Start of Provided data
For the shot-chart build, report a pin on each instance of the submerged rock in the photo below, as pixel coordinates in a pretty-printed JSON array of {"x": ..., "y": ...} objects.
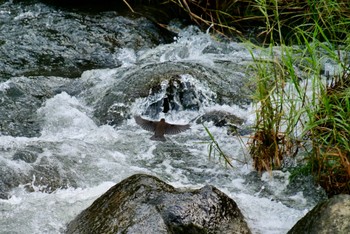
[
  {"x": 330, "y": 216},
  {"x": 145, "y": 204}
]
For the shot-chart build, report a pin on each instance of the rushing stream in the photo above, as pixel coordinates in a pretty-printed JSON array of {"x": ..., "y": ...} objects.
[{"x": 61, "y": 147}]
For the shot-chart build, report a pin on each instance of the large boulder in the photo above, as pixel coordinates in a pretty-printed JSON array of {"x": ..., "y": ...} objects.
[
  {"x": 145, "y": 204},
  {"x": 330, "y": 216}
]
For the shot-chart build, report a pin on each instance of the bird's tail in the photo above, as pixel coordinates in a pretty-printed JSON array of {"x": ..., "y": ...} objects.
End of Provided data
## Problem description
Would you retype all the lines shown above, exactly as written and without any picture?

## Expected answer
For the shot-chart build, report a pin on each instance of the submerged rock in the photo below, as pixel coordinates in a pretty-printed JSON array of {"x": ..., "y": ...} objects.
[
  {"x": 330, "y": 216},
  {"x": 145, "y": 204}
]
For the shot-chart build, report a pin on each instance of the rushing stream in the photo above, as pixel coordinates in a pretty-printed JSON array of {"x": ..., "y": ...} objects.
[{"x": 61, "y": 147}]
For the shot-chart build, report a pin on each instance of the large boulder in the photo above, as pixel coordinates in a pretty-printed JSON array of {"x": ..., "y": ...} objects.
[
  {"x": 145, "y": 204},
  {"x": 330, "y": 216}
]
For the shot-chart build, report a pin on each instance of the bird's tail in the photo above, as pixel coordinates in a pretty-printed JSON array of {"x": ..., "y": ...} objects.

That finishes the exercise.